Leaving the pictures aside, transcribe every line below exactly.

====

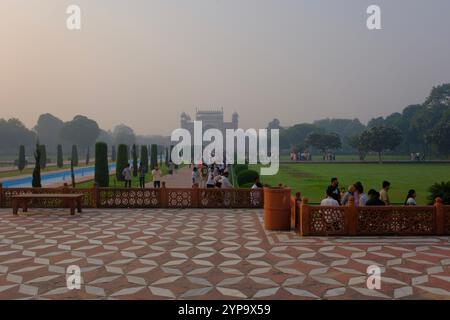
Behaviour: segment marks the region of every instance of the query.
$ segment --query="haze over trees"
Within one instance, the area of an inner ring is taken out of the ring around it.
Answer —
[[[49,150],[55,150],[57,145],[62,142],[60,130],[63,126],[64,121],[50,113],[45,113],[39,116],[33,129],[42,144],[45,144]]]
[[[283,127],[280,120],[273,119],[267,128],[280,130],[282,151],[306,149],[305,139],[311,133],[334,133],[339,135],[342,143],[337,152],[348,154],[358,152],[363,156],[368,151],[362,150],[360,145],[358,147],[356,137],[366,129],[389,127],[402,132],[402,140],[394,150],[396,153],[420,152],[426,156],[450,156],[449,126],[450,84],[443,84],[433,88],[422,104],[410,105],[401,112],[374,118],[367,126],[358,119],[322,119],[313,123],[298,123]],[[0,119],[0,154],[16,157],[19,146],[23,145],[29,152],[28,155],[32,156],[37,139],[46,145],[49,158],[53,161],[55,158],[52,155],[56,153],[59,144],[67,155],[70,154],[72,145],[77,145],[80,154],[84,155],[87,148],[91,147],[92,150],[97,141],[106,142],[111,146],[125,144],[130,149],[133,144],[168,146],[171,143],[170,138],[166,136],[137,135],[131,127],[124,124],[116,126],[112,131],[102,130],[95,120],[82,115],[64,122],[52,114],[42,114],[33,130],[26,128],[18,119]],[[150,156],[151,150],[148,151]]]
[[[97,122],[80,115],[66,122],[60,131],[61,138],[83,150],[94,145],[99,134],[100,128]]]

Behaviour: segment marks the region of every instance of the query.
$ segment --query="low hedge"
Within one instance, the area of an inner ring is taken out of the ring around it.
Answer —
[[[235,164],[234,165],[234,173],[236,175],[238,175],[240,172],[242,172],[244,170],[248,170],[248,165],[247,164]]]
[[[237,175],[237,183],[239,186],[244,186],[247,183],[253,183],[259,177],[255,170],[243,170]]]

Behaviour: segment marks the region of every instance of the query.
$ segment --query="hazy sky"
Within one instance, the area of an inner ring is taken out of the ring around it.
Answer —
[[[66,8],[82,30],[66,29]],[[383,30],[366,28],[378,4]],[[223,107],[241,127],[370,118],[450,82],[448,0],[1,0],[0,118],[50,112],[169,134]]]

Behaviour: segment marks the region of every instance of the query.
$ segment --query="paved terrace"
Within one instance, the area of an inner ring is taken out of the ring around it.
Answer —
[[[0,299],[449,299],[449,237],[300,238],[262,210],[0,210]],[[80,290],[65,270],[82,268]],[[382,266],[381,290],[366,288]]]

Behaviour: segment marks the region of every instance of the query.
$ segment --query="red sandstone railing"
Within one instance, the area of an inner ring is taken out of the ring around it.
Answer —
[[[296,200],[294,229],[302,236],[448,235],[450,206],[311,206]],[[298,223],[297,223],[298,219]]]
[[[85,208],[262,208],[262,189],[166,188],[3,188],[0,186],[0,208],[11,207],[17,194],[81,193]],[[33,200],[30,207],[58,208],[60,200]]]

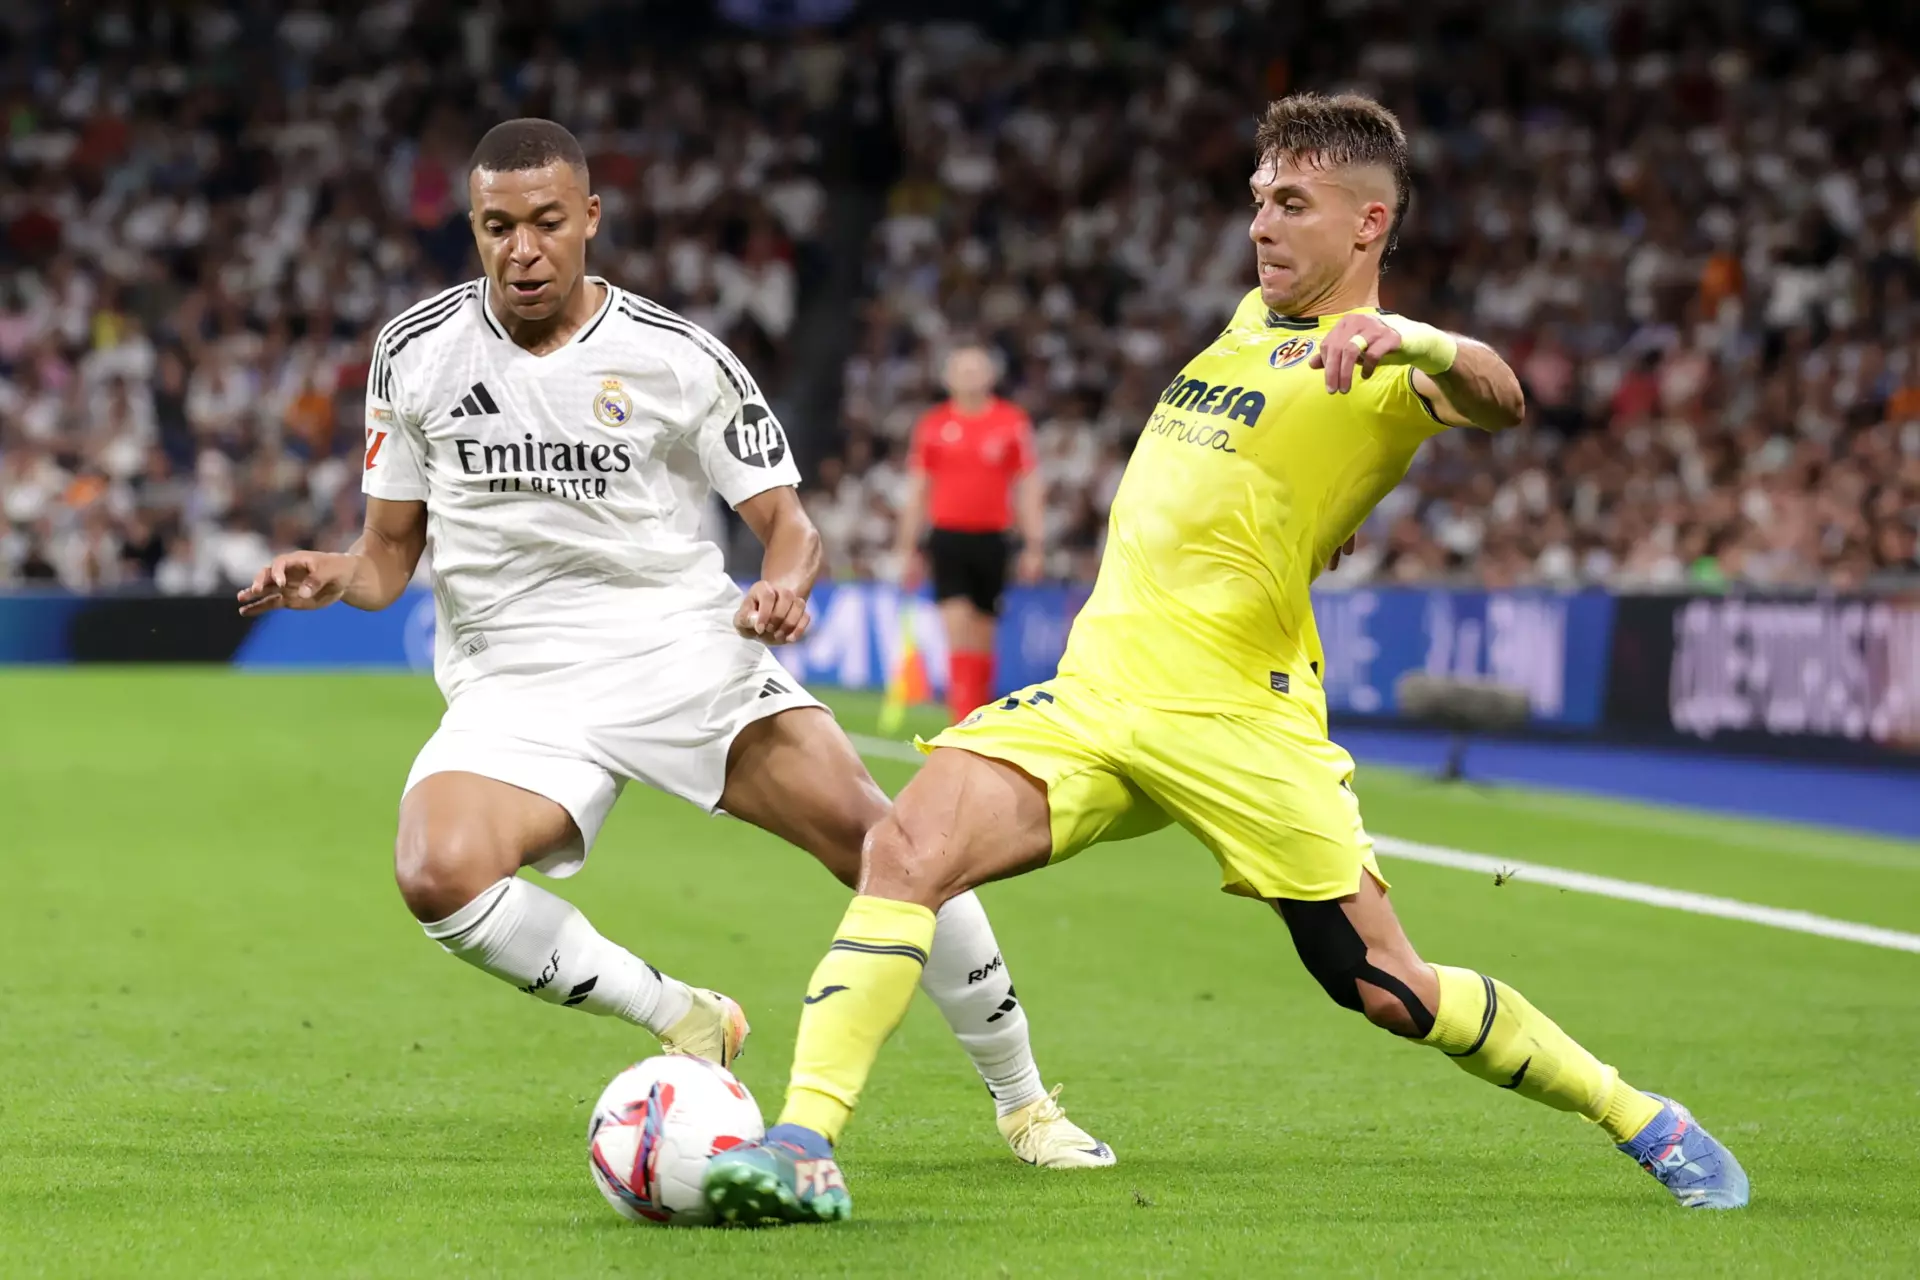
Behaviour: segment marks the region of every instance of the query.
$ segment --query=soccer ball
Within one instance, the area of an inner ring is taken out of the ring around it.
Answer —
[[[587,1164],[614,1211],[635,1222],[704,1226],[707,1157],[766,1136],[760,1105],[705,1058],[648,1058],[613,1078],[587,1124]]]

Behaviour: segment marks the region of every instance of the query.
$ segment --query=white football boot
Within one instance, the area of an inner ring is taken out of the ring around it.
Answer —
[[[1000,1117],[1000,1132],[1013,1154],[1042,1169],[1106,1169],[1113,1148],[1095,1138],[1060,1109],[1060,1090]]]
[[[747,1025],[746,1013],[718,991],[688,989],[693,992],[693,1004],[660,1037],[661,1050],[731,1067],[745,1051],[747,1033],[753,1029]]]

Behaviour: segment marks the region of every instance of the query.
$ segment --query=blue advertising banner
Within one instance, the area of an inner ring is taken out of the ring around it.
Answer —
[[[64,591],[0,595],[0,663],[66,662],[67,632],[87,601]]]
[[[1606,701],[1613,599],[1604,592],[1316,592],[1327,709],[1391,716],[1410,671],[1524,689],[1534,720],[1593,728]]]
[[[995,647],[1000,688],[1036,684],[1053,674],[1086,597],[1087,589],[1078,586],[1008,591]],[[1392,716],[1395,682],[1409,671],[1426,671],[1517,685],[1527,691],[1534,717],[1543,725],[1600,723],[1614,623],[1614,602],[1602,593],[1382,588],[1325,592],[1315,597],[1314,607],[1327,658],[1327,702],[1335,714]],[[134,626],[137,620],[130,616],[123,622],[121,615],[141,608],[180,613],[173,630],[184,628],[207,641],[204,653],[176,643],[156,656],[230,657],[243,667],[269,668],[427,671],[433,666],[433,597],[425,591],[409,592],[380,613],[337,607],[279,612],[251,626],[232,620],[232,603],[224,599],[0,597],[0,661],[138,660],[131,648],[123,653],[97,640],[79,642],[101,632],[134,644],[150,629]],[[903,596],[882,583],[822,583],[814,592],[813,612],[806,640],[777,651],[800,679],[880,688],[911,627],[934,688],[945,689],[946,636],[938,608],[925,595]]]
[[[335,605],[278,610],[247,633],[241,667],[408,667],[433,670],[433,593],[409,591],[379,613]]]
[[[1074,586],[1007,593],[1002,690],[1054,672],[1085,604]],[[1316,593],[1336,718],[1398,716],[1409,672],[1526,692],[1536,728],[1716,750],[1920,763],[1920,598],[1623,596],[1380,587]],[[881,583],[823,583],[807,639],[776,650],[821,688],[877,689],[911,628],[935,692],[940,612]],[[0,593],[0,663],[232,662],[250,668],[433,666],[433,597],[381,613],[237,616],[227,596]]]

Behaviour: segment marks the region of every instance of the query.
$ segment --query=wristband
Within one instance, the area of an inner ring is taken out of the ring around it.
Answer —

====

→ **Problem solution**:
Behaviour: segment marks the region of every instance of the query.
$ segment --query="haze over trees"
Within one instance, the area of an inner ring is taken out of the ring around it.
Answer —
[[[49,150],[55,150],[57,145],[62,142],[60,130],[63,126],[64,121],[50,113],[45,113],[39,116],[33,129],[42,144],[45,144]]]
[[[283,127],[280,120],[273,119],[267,128],[280,130],[282,151],[306,149],[305,139],[311,133],[334,133],[339,135],[342,143],[337,152],[348,154],[358,152],[363,156],[368,151],[362,150],[360,145],[358,147],[356,137],[366,129],[389,127],[402,132],[402,140],[394,150],[396,153],[420,152],[426,156],[450,156],[449,126],[450,84],[443,84],[433,88],[422,104],[410,105],[401,112],[374,118],[367,126],[358,119],[322,119],[313,123],[298,123]],[[0,119],[0,154],[16,157],[19,146],[23,145],[29,152],[28,155],[32,156],[37,139],[46,145],[49,158],[53,161],[55,158],[52,155],[56,153],[59,144],[67,155],[70,154],[72,145],[77,145],[80,154],[84,155],[87,148],[91,147],[92,150],[97,141],[106,142],[111,146],[125,144],[130,149],[133,144],[168,146],[171,143],[170,138],[166,136],[137,135],[131,127],[124,124],[116,126],[112,131],[102,130],[95,120],[82,115],[64,122],[52,114],[42,114],[33,130],[26,128],[18,119]],[[150,156],[151,150],[148,151]]]
[[[97,122],[80,115],[66,122],[60,131],[61,138],[83,150],[94,145],[99,134],[100,128]]]

Behaviour: segment marks the region of every instance of the query.
$ segment --query="low hedge"
Within one instance, the area of an inner ring is taken out of the ring around it.
Answer —
[[[235,164],[234,165],[234,173],[236,175],[238,175],[240,172],[242,172],[244,170],[248,170],[248,165],[247,164]]]
[[[237,175],[237,183],[239,186],[244,186],[247,183],[253,183],[259,177],[255,170],[243,170]]]

Behaviour: segment marks the region of every instance of the query.
$ segment --query="hazy sky"
Within one instance, the area of an inner ring is taken out of the ring around it.
Answer —
[[[66,8],[82,30],[66,29]],[[383,30],[366,28],[378,4]],[[223,107],[241,127],[370,118],[450,82],[448,0],[1,0],[0,118],[50,112],[169,134]]]

Behaviour: segment marks the region of every instance of the query.
$ segment --query="paved terrace"
Within one instance, the area of an inner ring is taken out of the ring around it.
Answer —
[[[0,299],[449,299],[449,237],[300,238],[262,210],[0,210]],[[80,290],[65,270],[82,268]],[[382,266],[381,290],[366,288]]]

Behaviour: segment marks the region of every instance of the query.
$ segment --query="red sandstone railing"
Within one instance, the area of an inner ring is taken out of the ring around it.
Answer —
[[[296,200],[294,229],[302,236],[448,235],[450,206],[311,206]],[[298,223],[297,223],[298,219]]]
[[[85,208],[262,208],[262,189],[166,188],[3,188],[0,186],[0,208],[11,207],[17,194],[81,193]],[[33,200],[30,207],[58,208],[60,200]]]

Behaviour: segment marks the region of every instance of the query.
$ segment --query=soccer ball
Within one instance, the area of an inner ring is taken out of the ring around it.
Answer —
[[[587,1164],[614,1211],[635,1222],[704,1226],[707,1157],[766,1136],[760,1105],[705,1058],[648,1058],[613,1078],[587,1124]]]

Behaviour: segment marks the region of every instance of the query.
$ segment --query=white football boot
Within one instance, the area of an inner ring is taken out of the ring around it.
Answer —
[[[1000,1117],[1000,1132],[1013,1154],[1042,1169],[1106,1169],[1113,1148],[1095,1138],[1060,1109],[1060,1090]]]
[[[747,1025],[746,1013],[718,991],[688,989],[693,992],[693,1004],[660,1037],[661,1050],[731,1067],[745,1051],[747,1033],[753,1029]]]

Behaviour: segment marks the region of every instance of the query.
$ segment --query=blue advertising banner
Within one instance, the area of an inner ring is taken out of the ring around it.
Answer —
[[[64,591],[0,595],[0,663],[66,662],[67,632],[87,601]]]
[[[1606,701],[1613,599],[1604,592],[1316,592],[1327,709],[1391,716],[1410,671],[1524,689],[1534,720],[1593,728]]]
[[[995,647],[1000,688],[1036,684],[1053,674],[1086,597],[1087,589],[1078,586],[1008,591]],[[1392,716],[1395,682],[1409,671],[1426,671],[1517,685],[1527,691],[1534,717],[1543,725],[1600,723],[1614,623],[1614,602],[1602,593],[1382,588],[1325,592],[1315,597],[1314,607],[1327,658],[1327,702],[1335,714]],[[134,626],[137,620],[130,616],[123,622],[121,615],[141,608],[180,613],[173,630],[184,628],[207,641],[204,653],[176,643],[156,656],[230,657],[243,667],[269,668],[427,671],[433,666],[433,597],[425,591],[409,592],[380,613],[337,607],[279,612],[251,626],[232,620],[232,603],[224,599],[0,597],[0,661],[138,660],[131,648],[123,653],[97,640],[79,642],[101,632],[134,644],[150,629]],[[903,596],[882,583],[822,583],[814,592],[813,612],[806,640],[777,651],[800,679],[880,688],[911,627],[934,688],[945,689],[946,636],[938,608],[925,595]]]
[[[335,605],[278,610],[247,633],[241,667],[408,667],[433,670],[433,593],[409,591],[379,613]]]
[[[1074,586],[1007,593],[1002,690],[1054,672],[1085,604]],[[1316,593],[1336,718],[1398,716],[1409,672],[1526,692],[1536,728],[1716,750],[1920,763],[1920,598],[1623,596],[1380,587]],[[881,583],[823,583],[807,639],[776,650],[821,688],[877,689],[911,628],[935,692],[940,612]],[[0,593],[0,663],[232,662],[250,668],[433,666],[433,597],[381,613],[237,616],[227,596]]]

Behaviour: segment marks the region of every instance of the query.
$ segment --query=wristband
Within one instance, the area of an inner ring is taken out of the ring around it.
Answer —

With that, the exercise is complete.